[Opening EXCERPT section]
Belfast Telegraph

Mental health issues in pregnant women linked to baby health

By Brett Campbell

Almost one in five pregnant women in Northern Ireland reported having a mental health disorder linked to poor health outcomes for babies, according to major new research.

The Northern Ireland Maternity System study, carried out by academics at Queen's University, Belfast, found that mothers with a history of mental illness - including depression - were more likely to give birth prematurely and deliver underweight babies.

It also found that APGAR scores, a test which midwives use to measure the health and wellbeing of a baby, were lower if the mother had a history of mental health problems.

Dr Ciaran Mulholland, Clinical Senior Lecturer in Psychiatry at QUB, said the results are of international significance and cannot be ignored by politicians and health professionals.

"We now have absolute clarity about something we suspected for a long time and it is clear we are facing a massive problem," he said.

"Premature birth and low birth weight are two key factors in determining how a baby will develop and is often detrimental.

"Their life chances are being diminished and we are doing nothing to address it."

The new study, conducted in collaboration with clinicians and the Health and Social Care Trust NI's Honest Broker Service, analysed data from 142,000 expecting mothers in Northern Ireland between 2010 to 2015.

Dr Mulholland criticised the fact that only four of the five health trusts here offer specialist perinatal mental health services and said the lack of a specialist unit in the whole of Ireland is unacceptable.
[Closing EXCERPT section]
* ASSIGNED TASK A *
Return the passage of the maternal mental health article starting at "The new study, conducted" and ending at "Ireland is unacceptable.", copied word for word.
* ASSIGNED TASK B *
Resume the article on maternal mental health and baby health from its last sentence.
[Opening DATA EXTRACT section]
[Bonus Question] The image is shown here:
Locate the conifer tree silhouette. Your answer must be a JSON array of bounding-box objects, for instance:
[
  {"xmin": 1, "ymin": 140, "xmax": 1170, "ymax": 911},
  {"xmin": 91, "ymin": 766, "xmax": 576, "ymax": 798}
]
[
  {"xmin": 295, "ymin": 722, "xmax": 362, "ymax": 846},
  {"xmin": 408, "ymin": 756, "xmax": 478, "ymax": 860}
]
[Closing DATA EXTRACT section]
* EXERCISE RESULT A *
The new study, conducted in collaboration with clinicians and the Health and Social Care Trust NI's Honest Broker Service, analysed data from 142,000 expecting mothers in Northern Ireland between 2010 to 2015.

Dr Mulholland criticised the fact that only four of the five health trusts here offer specialist perinatal mental health services and said the lack of a specialist unit in the whole of Ireland is unacceptable.

* EXERCISE RESULT B *
"There is only a very limited service in Belfast - we need a standardised regional service and perhaps an all-Ireland provision," he said.

"There is widespread agreement among health professionals and politicians and yet nothing has been done to address it."

The study also revealed that there were 3.7 deaths per 100,000 pregnancies in Northern Ireland as a direct result of mental health issues between 2009 and 2013.

The deaths occurred during pregnancy or within the first year of birth, with 101 maternal deaths by suicide in the period.

Dr Janine Lynch, a consultant psychiatrist at the Health and Social Care Trust NI, helped conduct the research and said major investment in services should now be made a priority.

"By addressing the urgent need for investment in the provision of specialist maternal mental health care, lives and costs will be saved," she said.

The study states that the current long-term cost of dealing with perinatal depression, anxiety and psychosis is estimated to be around £8.1bn for each one-year cohort of births in the UK.